* Requirement A *
Write out the stretch from "However those medals, which" through "and $80 in coins." of the story about Brown's medals, word for word.
* Requirement B *
In the story about Brown's medals, how long did Brown work at a Ford plant after the war?

Prior to presenting the medals, Johnson met with Brown in the living room and thanked him for his service and also reminded him of the importance of the soldiers who battled during a tumultuous time in America.
“That’s why our nation’s great,” Johnson said. “Your generation taught our country a lot.”
Johnson, who served in the U.S. Air Force starting in 1973, recognized the struggle Brown’s fellow soldiers experienced.
“I was in during the Vietnam era, but because I joined at the tail end of ’73, long after some of you guys were there,” Johnson said. “So I never sat foot on the soil, but I had a lot of friends who did, I lost a cousin there in 1968 in the Tet Offensive.”
Brown, a Salineville native and Southern Local graduate who served in the first cavalry air mobile, talked about his experience during the Vietnam War.
“I was a spaceless four, qualified in the all-wide weaponry and machine gun,” Brown said. “The Silver Star that I got, I went out and saved my friend and I had to kill people to get to him, and I brought him back. They shot me while I had brought him back, and then two guys took him through the center. And then I layed down behind an anthill, and I kept them back until the other company can come in, but I had only a handful of shells and I saved my friends.”
Brown mentioned that the medals reminded him of his fellow soldiers and friends whom he served with during the war. He mentioned the comradery he shared with the troops in his squadron.
“They reminded me of my friends, what we stood for, and the closeness we had, we never left one another behind,” Brown said. “No matter how bad it got, hand-to-hand combat, they stood right there toe-to-toe. I can never say less about them. I think the world about them.”
After the war, Brown worked at a Ford plant for more than 32 years and provided proof to people who questioned him of his service.
However those medals, which he said reminded him of his friends, were taken Dec. 29 when someone broke into Brown’s home and stole the medals along with a television and $80 in coins.
Brown said that, at this point, he has forgiven whoever stole the medals, and has said that he doesn’t want to live with any animosity.

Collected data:

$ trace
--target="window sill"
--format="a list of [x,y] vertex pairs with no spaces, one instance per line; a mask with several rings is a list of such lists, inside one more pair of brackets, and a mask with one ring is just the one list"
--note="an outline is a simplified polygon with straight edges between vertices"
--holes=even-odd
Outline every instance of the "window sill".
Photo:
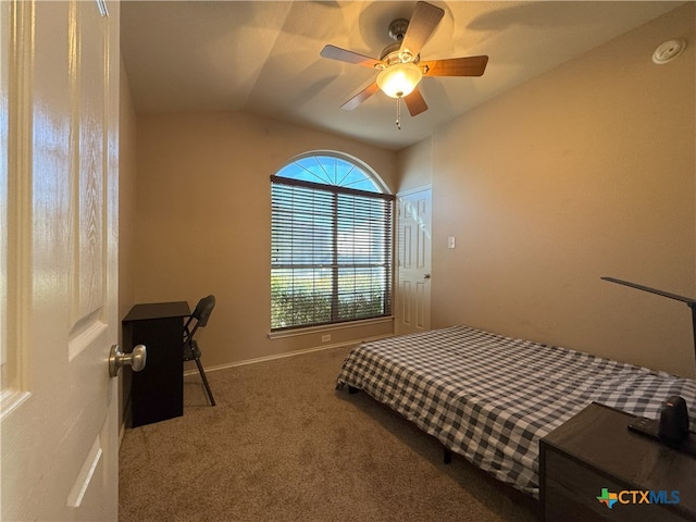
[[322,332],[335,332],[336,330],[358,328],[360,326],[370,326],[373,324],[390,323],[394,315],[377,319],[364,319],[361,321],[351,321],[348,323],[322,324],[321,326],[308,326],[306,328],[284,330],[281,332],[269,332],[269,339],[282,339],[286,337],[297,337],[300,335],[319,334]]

* * *

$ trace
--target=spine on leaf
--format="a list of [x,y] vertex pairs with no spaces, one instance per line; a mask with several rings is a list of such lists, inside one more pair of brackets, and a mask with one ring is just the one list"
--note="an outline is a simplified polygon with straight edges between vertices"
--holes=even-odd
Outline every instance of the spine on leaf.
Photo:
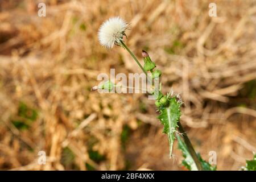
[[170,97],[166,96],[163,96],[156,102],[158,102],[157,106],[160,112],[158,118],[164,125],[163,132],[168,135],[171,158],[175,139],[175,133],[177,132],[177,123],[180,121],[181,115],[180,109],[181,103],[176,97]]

* Final answer A *
However those medals, which he said reminded him of his friends, were taken Dec. 29 when someone broke into Brown’s home and stole the medals along with a television and $80 in coins.

* Final answer B *
More than 32 years.